### [INPUT]
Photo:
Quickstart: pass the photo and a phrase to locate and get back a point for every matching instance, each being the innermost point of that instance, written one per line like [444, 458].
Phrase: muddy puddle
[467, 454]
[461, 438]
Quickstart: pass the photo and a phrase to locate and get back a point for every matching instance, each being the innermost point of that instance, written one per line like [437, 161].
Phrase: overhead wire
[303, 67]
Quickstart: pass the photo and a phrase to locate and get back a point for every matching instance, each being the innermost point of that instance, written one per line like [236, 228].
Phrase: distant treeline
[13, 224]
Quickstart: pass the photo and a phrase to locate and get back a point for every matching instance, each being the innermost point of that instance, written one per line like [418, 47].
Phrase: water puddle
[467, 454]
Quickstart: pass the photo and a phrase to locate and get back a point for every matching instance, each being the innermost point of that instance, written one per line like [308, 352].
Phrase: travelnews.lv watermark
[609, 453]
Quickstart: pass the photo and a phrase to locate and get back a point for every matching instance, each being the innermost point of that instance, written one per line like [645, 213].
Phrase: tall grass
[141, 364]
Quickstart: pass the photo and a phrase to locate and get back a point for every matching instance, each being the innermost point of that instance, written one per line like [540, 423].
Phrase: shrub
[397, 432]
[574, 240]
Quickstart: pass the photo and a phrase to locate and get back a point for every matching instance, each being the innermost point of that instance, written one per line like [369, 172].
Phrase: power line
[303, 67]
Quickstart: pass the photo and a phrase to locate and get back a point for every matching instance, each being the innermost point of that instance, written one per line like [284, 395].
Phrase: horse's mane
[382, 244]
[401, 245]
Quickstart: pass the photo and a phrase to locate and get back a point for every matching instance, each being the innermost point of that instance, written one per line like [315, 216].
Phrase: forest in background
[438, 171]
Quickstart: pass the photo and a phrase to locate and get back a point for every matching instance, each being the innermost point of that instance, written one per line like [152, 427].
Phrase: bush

### [TASK REQUIREMENTS]
Your reply should consist of all the records, set down exactly.

### [SOLUTION]
Photo:
Quickstart: pass the photo and a phrase to locate and get back a point for every matching instance, each being the innermost point of that instance, written one per line like [444, 458].
Phrase: muddy puddle
[467, 454]
[461, 438]
Quickstart: pass the photo and a phrase to locate and get back a point for every matching instance, each being the innermost point of that instance, written one per line like [437, 161].
Phrase: overhead wire
[303, 67]
Quickstart: pass the photo and a phrase to locate and get back a point for every matching instance, each being the innermost point of that instance, written one per line like [236, 228].
Phrase: distant treeline
[13, 224]
Quickstart: pass the photo and a phrase to locate and get back a point for every matching instance, each being the innermost point of that instance, written one per line like [418, 47].
Phrase: water puddle
[467, 454]
Quickstart: pass the photo and a phrase to locate and get back a point for every matching instance, each being the innermost point of that instance, written one per line like [308, 352].
Phrase: travelnews.lv watermark
[609, 453]
Quickstart: pass the photo and a phrase to locate and get back a point for every matching instance, each being the innermost point of that instance, written one per line like [645, 213].
Phrase: tall grass
[141, 364]
Quickstart: pass the photo and a phrase to locate and get back a point for every matching instance, each being the innermost point of that instance, written one per line like [540, 423].
Phrase: shrub
[397, 432]
[574, 240]
Quickstart: pass the photo and a phrase to locate and get back a point for every matching instance, each being the innermost point of that instance, written one per line like [369, 172].
Phrase: power line
[303, 67]
Quickstart: pass the photo and a phrase to locate and get back a point for every matching instance, each being the innermost point of that instance, written one per line like [284, 395].
Phrase: horse's mane
[382, 244]
[401, 245]
Quickstart: pass the photo and a phrase to locate and get back a point for every matching instance, each being the innermost point of that instance, written one per line like [315, 216].
Phrase: forest in background
[438, 171]
Quickstart: pass the photo and a phrase to locate and get back a point for every matching instance, each being the innermost point of that instance, written one per line like [152, 427].
Phrase: bush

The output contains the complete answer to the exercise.